本文抜粋 ->
----------------

1979年に公開された映画『ウォリアーズ』(The Warriors)は、単なるギャング映画の枠を超え、都市空間・制度・共同体の解体と再構成というテーマを孕んだ、神話的構造を有する作品である。
本記事では、古典ギリシャ文学『アナバシス』(クセノポン著)との構造的共鳴を手がかりに、都市という「場」における排除と越境、漂流と帰還の意味を考察する。
また、ヨハン・ホイジンガの「ホモ・ルーデンス」や、ジョルジョ・アガンベンの「ホモ・サケル」といった哲学的概念を援用し、スワンをはじめとする登場人物たちが、いかに「例外状態」の都市空間を通過し、遊戯的主体として新たな関係性と時間性を創出していくかを分析する。
都市空間、暴力、共同体が交錯する本作は、ポストモダン都市における実存的倫理の寓話といえるだろう。
カルト的人気:映画『ウォリアーズ』概要
映画『ウォリアーズ』(原題:The Warriors)は、アメリカ・ニューヨークを舞台に、ギャング集団「ウォリアーズ」が敵対勢力の追跡を受けながら、拠点であるコニーアイランドへの帰還を目指す一夜の逃走劇である。
本作はソール・ユーリックによる1965年の同名小説を原作とし、その物語構造は古典ギリシャ文学『アナバシス』(クセノポン著)に着想を得ている。監督ウォルター・ヒルの演出は、1970年代アメリカにおける都市の荒廃と暴力的混沌という社会的リアリティを反映しつつ、その都市空間を制度的秩序の崩壊後に出現する『例外状態』として描き出している。

----------------

掲載された行 ->
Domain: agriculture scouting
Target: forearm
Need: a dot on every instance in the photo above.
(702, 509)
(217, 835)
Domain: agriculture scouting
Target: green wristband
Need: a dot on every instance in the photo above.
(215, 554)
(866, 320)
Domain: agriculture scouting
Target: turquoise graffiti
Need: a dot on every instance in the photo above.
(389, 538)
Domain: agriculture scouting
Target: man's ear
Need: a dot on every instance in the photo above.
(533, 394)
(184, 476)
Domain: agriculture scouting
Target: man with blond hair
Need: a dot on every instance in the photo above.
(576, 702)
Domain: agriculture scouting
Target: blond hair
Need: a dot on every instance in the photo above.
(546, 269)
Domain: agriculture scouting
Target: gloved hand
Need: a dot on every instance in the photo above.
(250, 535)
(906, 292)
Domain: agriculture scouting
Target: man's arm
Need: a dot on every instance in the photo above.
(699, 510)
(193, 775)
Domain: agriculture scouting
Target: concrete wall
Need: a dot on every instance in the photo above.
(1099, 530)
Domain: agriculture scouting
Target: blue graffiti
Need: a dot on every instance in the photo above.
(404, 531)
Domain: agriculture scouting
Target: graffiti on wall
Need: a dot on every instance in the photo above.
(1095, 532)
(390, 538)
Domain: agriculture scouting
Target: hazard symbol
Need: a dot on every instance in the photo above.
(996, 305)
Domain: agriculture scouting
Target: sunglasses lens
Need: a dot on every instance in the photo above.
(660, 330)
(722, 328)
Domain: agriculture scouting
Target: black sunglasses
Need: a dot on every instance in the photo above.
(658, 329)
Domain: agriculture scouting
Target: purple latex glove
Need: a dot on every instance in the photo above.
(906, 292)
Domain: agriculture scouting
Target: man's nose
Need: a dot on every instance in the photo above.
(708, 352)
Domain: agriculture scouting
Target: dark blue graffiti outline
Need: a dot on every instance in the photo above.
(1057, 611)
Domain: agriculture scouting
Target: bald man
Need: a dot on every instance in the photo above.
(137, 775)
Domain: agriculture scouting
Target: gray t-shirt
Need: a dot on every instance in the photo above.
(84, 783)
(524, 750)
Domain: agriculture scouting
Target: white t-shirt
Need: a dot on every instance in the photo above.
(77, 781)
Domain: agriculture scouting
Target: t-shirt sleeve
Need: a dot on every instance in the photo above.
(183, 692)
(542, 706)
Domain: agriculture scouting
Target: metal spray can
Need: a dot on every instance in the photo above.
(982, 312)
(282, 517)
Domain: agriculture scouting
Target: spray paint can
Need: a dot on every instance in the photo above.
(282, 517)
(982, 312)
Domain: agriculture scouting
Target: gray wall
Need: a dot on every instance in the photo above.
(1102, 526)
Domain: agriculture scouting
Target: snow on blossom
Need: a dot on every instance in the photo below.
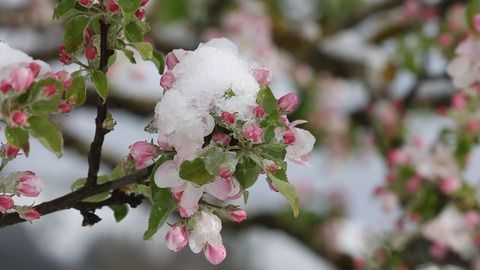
(451, 230)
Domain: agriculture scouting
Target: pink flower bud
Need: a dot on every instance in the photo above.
(215, 255)
(221, 138)
(289, 137)
(177, 237)
(6, 203)
(21, 79)
(91, 52)
(34, 68)
(30, 215)
(64, 107)
(11, 151)
(224, 173)
(288, 103)
(167, 80)
(63, 56)
(18, 119)
(5, 86)
(84, 2)
(112, 6)
(140, 13)
(238, 215)
(29, 185)
(253, 132)
(259, 111)
(171, 60)
(142, 152)
(228, 118)
(476, 22)
(50, 90)
(437, 251)
(262, 75)
(87, 36)
(449, 185)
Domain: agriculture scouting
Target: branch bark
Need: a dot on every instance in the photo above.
(74, 199)
(95, 154)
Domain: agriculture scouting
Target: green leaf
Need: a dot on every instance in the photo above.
(78, 89)
(145, 49)
(129, 6)
(120, 211)
(288, 191)
(74, 33)
(473, 8)
(18, 138)
(100, 81)
(47, 133)
(163, 205)
(159, 61)
(247, 172)
(266, 98)
(195, 171)
(63, 7)
(133, 32)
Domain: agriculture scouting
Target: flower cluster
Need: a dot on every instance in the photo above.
(223, 127)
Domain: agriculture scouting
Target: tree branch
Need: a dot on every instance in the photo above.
(74, 198)
(95, 154)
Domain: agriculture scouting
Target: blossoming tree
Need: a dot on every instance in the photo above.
(219, 128)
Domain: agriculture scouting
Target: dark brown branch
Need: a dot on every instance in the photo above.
(74, 198)
(95, 154)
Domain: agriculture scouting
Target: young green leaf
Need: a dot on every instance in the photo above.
(47, 133)
(74, 33)
(195, 171)
(100, 81)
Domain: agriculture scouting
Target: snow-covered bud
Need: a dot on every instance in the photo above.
(18, 119)
(289, 137)
(228, 118)
(85, 2)
(253, 132)
(140, 13)
(167, 80)
(21, 79)
(64, 107)
(171, 60)
(259, 111)
(215, 255)
(11, 151)
(28, 214)
(29, 184)
(449, 185)
(262, 75)
(142, 152)
(177, 237)
(288, 103)
(237, 215)
(476, 22)
(50, 90)
(34, 68)
(91, 52)
(5, 86)
(112, 6)
(221, 138)
(6, 203)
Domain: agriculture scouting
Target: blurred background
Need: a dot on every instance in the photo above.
(370, 73)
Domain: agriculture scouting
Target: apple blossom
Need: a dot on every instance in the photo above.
(177, 237)
(6, 203)
(28, 184)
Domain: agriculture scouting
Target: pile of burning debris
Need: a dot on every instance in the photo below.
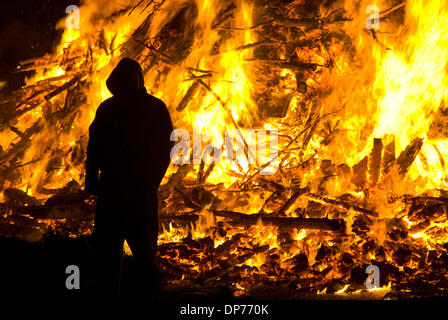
(341, 199)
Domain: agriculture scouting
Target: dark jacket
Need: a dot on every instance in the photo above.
(129, 139)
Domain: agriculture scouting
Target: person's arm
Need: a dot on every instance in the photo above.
(166, 128)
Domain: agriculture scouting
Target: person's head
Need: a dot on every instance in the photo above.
(126, 79)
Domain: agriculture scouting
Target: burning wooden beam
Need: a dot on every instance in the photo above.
(242, 219)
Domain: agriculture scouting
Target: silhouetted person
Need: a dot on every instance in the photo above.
(127, 156)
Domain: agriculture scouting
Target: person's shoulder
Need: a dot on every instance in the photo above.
(155, 101)
(106, 105)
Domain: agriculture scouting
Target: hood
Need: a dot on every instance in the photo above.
(126, 79)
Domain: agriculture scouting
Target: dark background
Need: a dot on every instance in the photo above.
(27, 30)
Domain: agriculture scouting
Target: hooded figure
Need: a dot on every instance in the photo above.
(127, 156)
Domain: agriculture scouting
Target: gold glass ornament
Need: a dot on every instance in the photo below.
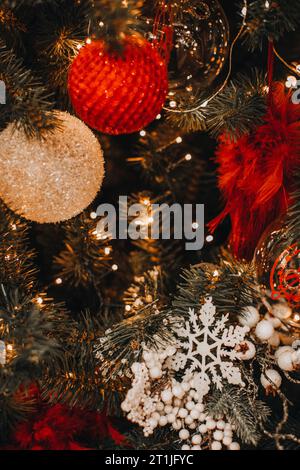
(54, 179)
(277, 261)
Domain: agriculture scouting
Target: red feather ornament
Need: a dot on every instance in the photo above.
(256, 173)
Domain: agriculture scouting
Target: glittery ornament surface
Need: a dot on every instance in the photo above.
(50, 180)
(118, 93)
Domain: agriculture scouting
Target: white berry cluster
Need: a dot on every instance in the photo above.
(177, 405)
(210, 434)
(266, 330)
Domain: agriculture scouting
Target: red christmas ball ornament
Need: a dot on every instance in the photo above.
(118, 92)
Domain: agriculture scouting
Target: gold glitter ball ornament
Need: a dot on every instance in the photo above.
(54, 179)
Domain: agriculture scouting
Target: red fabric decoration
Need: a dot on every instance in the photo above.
(256, 173)
(61, 428)
(118, 93)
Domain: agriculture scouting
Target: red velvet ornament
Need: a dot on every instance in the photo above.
(257, 172)
(60, 428)
(119, 92)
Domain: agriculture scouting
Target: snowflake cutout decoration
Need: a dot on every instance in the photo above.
(207, 346)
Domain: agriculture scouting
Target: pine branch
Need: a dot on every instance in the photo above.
(86, 256)
(239, 108)
(231, 285)
(270, 20)
(240, 410)
(60, 28)
(112, 20)
(28, 104)
(123, 343)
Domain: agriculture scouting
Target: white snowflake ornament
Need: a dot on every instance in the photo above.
(207, 348)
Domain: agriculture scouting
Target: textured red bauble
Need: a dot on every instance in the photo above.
(118, 92)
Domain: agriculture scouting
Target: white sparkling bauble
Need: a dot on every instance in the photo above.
(249, 317)
(271, 379)
(264, 330)
(285, 361)
(52, 179)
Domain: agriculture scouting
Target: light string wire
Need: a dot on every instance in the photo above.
(289, 66)
(224, 84)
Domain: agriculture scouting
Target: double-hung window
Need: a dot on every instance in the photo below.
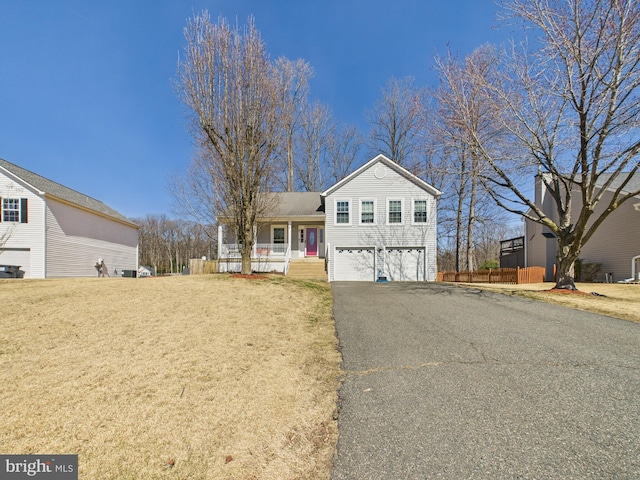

----------------

練習問題 ->
**a.** 本文のうち、「都市空間、暴力、共同体が交錯」から始まり「状態』として描き出している。」で終わる部分を、一字も変えずに抜き出すこと。
**b.** 「green」という文字列を含む行をすべて、そのままの形で取り出すこと。
本文と各行のあいだに関係はない。

解答一覧 ->
**a.**
都市空間、暴力、共同体が交錯する本作は、ポストモダン都市における実存的倫理の寓話といえるだろう。
カルト的人気:映画『ウォリアーズ』概要
映画『ウォリアーズ』(原題:The Warriors)は、アメリカ・ニューヨークを舞台に、ギャング集団「ウォリアーズ」が敵対勢力の追跡を受けながら、拠点であるコニーアイランドへの帰還を目指す一夜の逃走劇である。
本作はソール・ユーリックによる1965年の同名小説を原作とし、その物語構造は古典ギリシャ文学『アナバシス』(クセノポン著)に着想を得ている。監督ウォルター・ヒルの演出は、1970年代アメリカにおける都市の荒廃と暴力的混沌という社会的リアリティを反映しつつ、その都市空間を制度的秩序の崩壊後に出現する『例外状態』として描き出している。

**b.**
Target: green wristband
Target: green leaf
Target: young green leaf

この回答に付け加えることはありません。